Parts of the exercise
1 – In the passage on housing and youth development, what does the Housing First approach prioritize providing to people experiencing homelessness?
2 – Render this sentence from the passage on housing and youth development in Spanish: "Supportive services are part of the Housing First model."
3 – Write the next part of the passage on housing and youth development, picking up after its final sentence.

Passage shown

------

Maslow’s hierarchy of needs is a theory of psychology explaining human motivation based on the pursuit of different levels of needs. The theory states that humans are motivated to fulfill their needs in a hierarchical order. This order begins with the most basic needs before moving on to more advanced needs. A young adult cannot focus on other areas of their life if they do not first have the basic needs of housing, food, and clothing met.
Housing First is a homeless assistance approach that prioritizes providing permanent housing to people experiencing homelessness, thus ending their homelessness, and serving as a platform from which they can pursue personal goals and improve their quality of life.
Housing First is a philosophy that values flexibility, individualized supports, client choice, and autonomy. It never has been housing only, and it never should be. Supportive services are part of the Housing First model. That might include formal support services, like a doctor, therapist, or social worker.
RTPH will include case management and based on the needs and preferences of the young adult served, may include supportive services such as daily living skills training, support in accessing benefits, referrals for education/vocational and job training, support in accessing health-related, behavioral health, and social services, and/or social skills training. Services not directly provided by the Housing Specialist will be secured through referrals and linkage to community resources. RTPH will incorporate Positive Youth Development (PYD) by increasing the protective factors and positive supports available for vulnerable youth/young adults moving out of homelessness.
What is Positive Youth Development?
Positive Youth Development (PYD) is both a philosophy as well as a programmatic approach for supporting healthy, productive, and engaged youth as they grow into adulthood. The PYD approach rests on the idea that youth with more developmental assets are more likely to enjoy academic success, have greater economic prospects, be more civically engaged, and be healthier in the long term.

------

Record extracts
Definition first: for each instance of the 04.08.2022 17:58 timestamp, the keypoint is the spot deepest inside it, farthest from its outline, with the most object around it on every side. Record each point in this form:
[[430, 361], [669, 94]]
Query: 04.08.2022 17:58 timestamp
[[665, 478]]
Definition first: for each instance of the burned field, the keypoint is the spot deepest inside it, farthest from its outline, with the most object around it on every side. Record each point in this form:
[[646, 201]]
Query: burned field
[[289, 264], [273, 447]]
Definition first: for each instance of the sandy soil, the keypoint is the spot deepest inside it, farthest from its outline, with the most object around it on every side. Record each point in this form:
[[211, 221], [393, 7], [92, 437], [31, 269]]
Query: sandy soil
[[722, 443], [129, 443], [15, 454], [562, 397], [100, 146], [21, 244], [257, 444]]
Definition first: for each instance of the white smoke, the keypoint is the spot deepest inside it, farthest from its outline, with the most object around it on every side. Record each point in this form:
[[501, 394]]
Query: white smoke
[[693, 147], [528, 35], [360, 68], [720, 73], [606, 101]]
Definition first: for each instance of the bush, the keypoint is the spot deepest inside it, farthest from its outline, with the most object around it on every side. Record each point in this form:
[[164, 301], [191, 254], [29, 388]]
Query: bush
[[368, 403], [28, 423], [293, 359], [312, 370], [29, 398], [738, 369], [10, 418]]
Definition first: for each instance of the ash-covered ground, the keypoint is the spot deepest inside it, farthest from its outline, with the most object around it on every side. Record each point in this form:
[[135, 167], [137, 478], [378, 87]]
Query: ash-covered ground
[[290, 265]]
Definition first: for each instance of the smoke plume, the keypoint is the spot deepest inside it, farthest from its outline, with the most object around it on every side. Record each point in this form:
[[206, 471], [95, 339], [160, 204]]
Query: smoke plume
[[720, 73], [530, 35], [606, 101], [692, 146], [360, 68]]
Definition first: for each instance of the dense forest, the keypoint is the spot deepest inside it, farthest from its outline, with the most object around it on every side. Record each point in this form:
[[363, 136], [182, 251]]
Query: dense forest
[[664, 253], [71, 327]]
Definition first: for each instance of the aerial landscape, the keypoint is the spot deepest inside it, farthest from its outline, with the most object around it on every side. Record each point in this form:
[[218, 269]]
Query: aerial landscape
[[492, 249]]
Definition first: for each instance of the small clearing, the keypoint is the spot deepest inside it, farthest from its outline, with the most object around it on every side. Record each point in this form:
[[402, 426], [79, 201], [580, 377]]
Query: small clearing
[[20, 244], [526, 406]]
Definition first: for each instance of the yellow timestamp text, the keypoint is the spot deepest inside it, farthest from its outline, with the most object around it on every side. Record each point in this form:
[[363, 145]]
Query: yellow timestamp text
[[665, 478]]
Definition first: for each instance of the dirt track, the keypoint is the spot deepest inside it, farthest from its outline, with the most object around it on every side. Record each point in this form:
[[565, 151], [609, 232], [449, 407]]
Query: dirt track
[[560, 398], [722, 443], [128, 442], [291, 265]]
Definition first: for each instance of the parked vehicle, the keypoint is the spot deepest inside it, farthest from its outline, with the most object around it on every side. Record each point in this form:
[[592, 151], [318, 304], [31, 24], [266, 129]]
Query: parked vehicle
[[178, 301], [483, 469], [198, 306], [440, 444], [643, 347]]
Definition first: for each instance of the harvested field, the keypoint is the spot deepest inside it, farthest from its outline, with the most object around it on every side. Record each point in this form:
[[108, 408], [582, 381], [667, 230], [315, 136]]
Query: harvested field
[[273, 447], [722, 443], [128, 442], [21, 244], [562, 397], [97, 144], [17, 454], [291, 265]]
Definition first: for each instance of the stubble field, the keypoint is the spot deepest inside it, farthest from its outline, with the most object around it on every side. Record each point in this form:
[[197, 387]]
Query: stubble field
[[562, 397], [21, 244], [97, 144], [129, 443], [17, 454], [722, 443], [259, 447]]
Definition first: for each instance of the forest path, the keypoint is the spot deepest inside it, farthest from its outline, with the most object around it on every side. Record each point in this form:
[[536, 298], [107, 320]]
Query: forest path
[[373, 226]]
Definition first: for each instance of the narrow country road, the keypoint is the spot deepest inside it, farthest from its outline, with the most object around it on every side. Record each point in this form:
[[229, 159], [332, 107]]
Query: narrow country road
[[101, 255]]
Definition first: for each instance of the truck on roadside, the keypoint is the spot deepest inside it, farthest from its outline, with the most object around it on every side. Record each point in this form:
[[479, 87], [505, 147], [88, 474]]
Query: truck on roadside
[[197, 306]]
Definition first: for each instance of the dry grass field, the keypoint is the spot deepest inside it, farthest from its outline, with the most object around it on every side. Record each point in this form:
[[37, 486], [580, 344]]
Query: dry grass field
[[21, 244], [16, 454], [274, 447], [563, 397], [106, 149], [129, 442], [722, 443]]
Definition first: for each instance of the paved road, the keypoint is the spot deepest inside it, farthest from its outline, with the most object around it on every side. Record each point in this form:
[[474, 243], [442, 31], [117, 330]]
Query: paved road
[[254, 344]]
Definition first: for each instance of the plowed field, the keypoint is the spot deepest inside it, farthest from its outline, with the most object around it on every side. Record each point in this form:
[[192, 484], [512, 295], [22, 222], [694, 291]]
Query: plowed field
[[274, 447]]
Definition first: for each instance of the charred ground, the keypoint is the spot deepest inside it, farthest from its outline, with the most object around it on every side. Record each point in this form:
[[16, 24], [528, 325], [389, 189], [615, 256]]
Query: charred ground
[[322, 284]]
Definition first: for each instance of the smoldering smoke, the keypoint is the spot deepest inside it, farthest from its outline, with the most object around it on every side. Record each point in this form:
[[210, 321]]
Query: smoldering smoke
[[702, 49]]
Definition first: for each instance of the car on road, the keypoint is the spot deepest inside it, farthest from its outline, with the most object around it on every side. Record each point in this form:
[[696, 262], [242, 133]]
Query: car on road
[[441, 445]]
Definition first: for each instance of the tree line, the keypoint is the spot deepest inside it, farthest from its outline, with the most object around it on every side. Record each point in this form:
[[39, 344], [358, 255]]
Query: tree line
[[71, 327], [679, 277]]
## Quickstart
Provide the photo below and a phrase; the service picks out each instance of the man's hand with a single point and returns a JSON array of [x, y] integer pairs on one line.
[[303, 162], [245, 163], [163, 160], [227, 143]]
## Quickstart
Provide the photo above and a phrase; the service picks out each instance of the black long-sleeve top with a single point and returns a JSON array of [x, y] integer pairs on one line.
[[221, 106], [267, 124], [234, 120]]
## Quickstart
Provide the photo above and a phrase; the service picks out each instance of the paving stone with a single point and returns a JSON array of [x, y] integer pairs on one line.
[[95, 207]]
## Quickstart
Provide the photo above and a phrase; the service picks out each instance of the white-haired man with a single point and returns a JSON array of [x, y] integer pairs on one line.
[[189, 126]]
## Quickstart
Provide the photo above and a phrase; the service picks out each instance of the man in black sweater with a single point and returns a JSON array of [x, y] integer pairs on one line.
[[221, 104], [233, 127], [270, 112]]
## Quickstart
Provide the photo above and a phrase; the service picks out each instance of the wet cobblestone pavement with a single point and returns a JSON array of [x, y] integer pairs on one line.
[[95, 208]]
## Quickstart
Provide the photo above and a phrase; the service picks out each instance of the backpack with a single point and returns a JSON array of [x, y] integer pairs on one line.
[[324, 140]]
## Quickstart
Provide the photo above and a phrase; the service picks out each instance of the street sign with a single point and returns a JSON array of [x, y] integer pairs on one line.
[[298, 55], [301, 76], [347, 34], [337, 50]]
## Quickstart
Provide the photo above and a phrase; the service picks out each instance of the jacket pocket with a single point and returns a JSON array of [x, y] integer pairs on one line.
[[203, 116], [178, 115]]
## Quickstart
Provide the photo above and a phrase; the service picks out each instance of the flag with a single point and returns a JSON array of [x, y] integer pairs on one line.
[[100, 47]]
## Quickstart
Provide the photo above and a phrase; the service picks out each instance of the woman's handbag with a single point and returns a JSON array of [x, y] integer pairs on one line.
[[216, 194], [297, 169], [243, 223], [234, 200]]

------

Answer section
1 – Permanent housing.

2 – Los servicios de apoyo forman parte del modelo Housing First.

3 –
PYD programs work with youth to improve their:
- Assets: Youth have the necessary resources and skills to achieve desired outcomes.
- Agency: Youth have the ability to employ their assets and aspirations to make their own decisions about their lives and set their own goals, and to act on those decisions in order to achieve desired outcomes without fear of violence or retribution.
- Enabling environment: Youth are surrounded by an enabling environment that maximizes their assets, agency, access to services and opportunities, and ability to avoid risks, while promoting their social and emotional competence to thrive.
- Contribution: Youth are encouraged, recognized, and able to be involved in and lead through various channels as a source of change for their own and their communities’ positive development.
Minimum Requirements & How to Apply
Those requesting assistance from any of Region V’s housing programs need the following at a minimum before they can be considered for assistance:
- Be referred through Nebraska Balance of State (BOS) Coordinated Entry (CE) system.
- Have an SMPI or SUD diagnosis from a service provider within the last 12 months; and
- Be at least 18 years of age (for RTPH).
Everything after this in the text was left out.